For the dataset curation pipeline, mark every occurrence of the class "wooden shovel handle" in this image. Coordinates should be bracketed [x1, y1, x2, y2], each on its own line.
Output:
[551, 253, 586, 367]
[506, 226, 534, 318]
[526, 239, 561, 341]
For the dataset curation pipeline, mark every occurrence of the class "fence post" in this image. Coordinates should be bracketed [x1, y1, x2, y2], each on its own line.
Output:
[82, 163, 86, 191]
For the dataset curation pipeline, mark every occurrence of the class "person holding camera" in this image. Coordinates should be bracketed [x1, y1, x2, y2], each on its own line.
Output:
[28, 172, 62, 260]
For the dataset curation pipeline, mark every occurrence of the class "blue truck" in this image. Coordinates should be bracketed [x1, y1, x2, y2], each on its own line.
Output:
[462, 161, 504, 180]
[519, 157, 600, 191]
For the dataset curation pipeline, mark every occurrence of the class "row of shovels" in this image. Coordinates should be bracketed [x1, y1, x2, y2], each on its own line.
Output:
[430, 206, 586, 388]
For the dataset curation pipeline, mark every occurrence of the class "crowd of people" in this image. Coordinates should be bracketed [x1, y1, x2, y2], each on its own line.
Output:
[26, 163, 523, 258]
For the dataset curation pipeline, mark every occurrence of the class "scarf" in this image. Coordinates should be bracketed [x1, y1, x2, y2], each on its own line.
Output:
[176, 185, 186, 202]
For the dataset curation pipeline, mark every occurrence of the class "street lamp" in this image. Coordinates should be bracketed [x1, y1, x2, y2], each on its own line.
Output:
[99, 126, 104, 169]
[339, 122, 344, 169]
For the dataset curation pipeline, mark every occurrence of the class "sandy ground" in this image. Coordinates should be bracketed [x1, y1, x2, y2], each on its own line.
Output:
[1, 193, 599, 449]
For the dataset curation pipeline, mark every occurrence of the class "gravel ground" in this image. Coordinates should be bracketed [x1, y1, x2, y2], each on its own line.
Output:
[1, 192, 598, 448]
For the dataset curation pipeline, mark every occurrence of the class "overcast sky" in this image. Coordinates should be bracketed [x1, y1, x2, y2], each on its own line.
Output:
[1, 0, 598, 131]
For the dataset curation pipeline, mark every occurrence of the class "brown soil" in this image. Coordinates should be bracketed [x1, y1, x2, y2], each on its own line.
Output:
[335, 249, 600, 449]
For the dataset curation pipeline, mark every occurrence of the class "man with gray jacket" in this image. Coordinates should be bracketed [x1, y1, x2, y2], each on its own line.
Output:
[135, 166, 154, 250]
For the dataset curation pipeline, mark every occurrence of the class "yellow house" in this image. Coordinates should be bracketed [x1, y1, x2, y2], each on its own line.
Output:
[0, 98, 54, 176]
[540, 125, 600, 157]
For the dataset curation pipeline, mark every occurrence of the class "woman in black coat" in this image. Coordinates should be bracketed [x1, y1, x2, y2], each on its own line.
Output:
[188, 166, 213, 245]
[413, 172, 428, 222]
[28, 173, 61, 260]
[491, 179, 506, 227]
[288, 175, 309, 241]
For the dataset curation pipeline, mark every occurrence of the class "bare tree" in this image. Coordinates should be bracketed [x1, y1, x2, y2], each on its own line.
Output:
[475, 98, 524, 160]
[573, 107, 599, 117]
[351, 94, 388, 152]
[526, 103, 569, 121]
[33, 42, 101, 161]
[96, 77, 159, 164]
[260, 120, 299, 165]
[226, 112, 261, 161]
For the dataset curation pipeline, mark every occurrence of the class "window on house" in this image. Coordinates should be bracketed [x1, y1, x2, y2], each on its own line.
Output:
===
» **Task item**: Nothing in the entries may be left out; each line is to be output exactly.

» **Response for this exercise**:
For the dataset curation pipeline, mark every occurrence of the class "wooden shovel handle" in this image. Coordinates should be bracketed [x1, y1, x2, y2], each on its own line.
Output:
[551, 253, 586, 367]
[506, 226, 534, 318]
[526, 239, 561, 341]
For the dataset curation pipeline, mark every occurrence of the class "fence post" in this image. Coordinates should be bracketed [x1, y1, x2, y2], each on its own line.
Output:
[82, 163, 86, 191]
For the dataset curation pipeline, mark every occurrence of the class "person holding camera" in this image. Coordinates should be bracketed [x1, y1, x2, y2], each on its own line.
Output:
[28, 172, 62, 260]
For the dataset curation pipeline, mark every occurrence of the class "blue truck" in this image. Coordinates should be bracketed [x1, y1, x2, y2], each on its own line.
Output:
[462, 161, 504, 180]
[519, 157, 600, 191]
For the dataset curation pipeline, mark every occurrence of the class "row of shovels" in this image. Coordinates should be bracketed [x1, y1, x2, y2], each on its own line.
Output:
[430, 206, 586, 388]
For the dataset curation pipeline, mark every occurrence of the class "crowd of people" in this image. Coordinates should be bracketed [x1, y1, x2, y2], each on its own line.
Output:
[26, 163, 523, 258]
For the dataset curation pipeline, mark every occurrence of the class "scarf" in this image. Coordinates should be bracketed [x1, y1, x2, y2], each on its own line.
Output:
[176, 185, 186, 202]
For the dataset curation pipeline, mark every occurrence of the class "street lamp" in this image. Coordinates should be bracketed [x1, y1, x2, y2], each on its own line.
Output:
[99, 126, 104, 169]
[339, 122, 344, 169]
For the dataset curation pipeline, mark every occurrence of the class "sandy ground" in this image. Coordinates should be bracketed [x1, y1, x2, y2], each on its own line.
Output:
[1, 193, 599, 449]
For the dataset curation pipeline, mark every occurrence of the class "gravel ground" in this image. Coordinates should be bracketed [x1, y1, x2, y2], each on its own line.
Output:
[1, 192, 598, 448]
For the dataset curation pipeline, mark every occurrence of the class "overcast sky" in this image. Coordinates should be bracketed [x1, y1, x2, y2], each on its own line.
Output:
[1, 0, 598, 131]
For the dataset curation pipeline, mark every occurrence of the class "brown soil" in this image. Coordinates should be bracketed [x1, y1, x2, y2], each on its own line.
Output:
[335, 249, 600, 449]
For the dataset curation pipeline, mark every occurrence of the class "man with gray jacket" in this image. Coordinates should be bracketed [x1, y1, x2, y2], each on its own line.
Output:
[135, 166, 154, 250]
For the dataset curation pipeline, mark every occurrence of the class "yellow house" in this image. Coordinates should be bracketed [x1, y1, x2, y2], each on its own line.
Output:
[0, 98, 54, 176]
[540, 125, 600, 157]
For the dataset curation pipeline, mark every occurrence of the class "woman in black coat" in this image. Coordinates should be bracketed [x1, y1, x2, y2], each on its own line.
Output:
[188, 166, 213, 245]
[413, 172, 428, 222]
[28, 173, 61, 260]
[491, 179, 506, 227]
[288, 175, 309, 241]
For the dataset curation pipeline, mark every occurrence of the class "bare tree" in this image. Coordinates should be bracketed [x1, y1, x2, y2], each on its own line.
Output:
[475, 98, 524, 160]
[573, 107, 599, 117]
[351, 94, 388, 152]
[526, 103, 569, 121]
[33, 42, 101, 161]
[96, 77, 159, 164]
[260, 120, 299, 165]
[226, 112, 261, 161]
For the dataset curation pipeline, mark every occurrence of the class "window on house" in this image. Coordinates should be bracketed [x1, y1, x2, y2], each on its own line.
Output:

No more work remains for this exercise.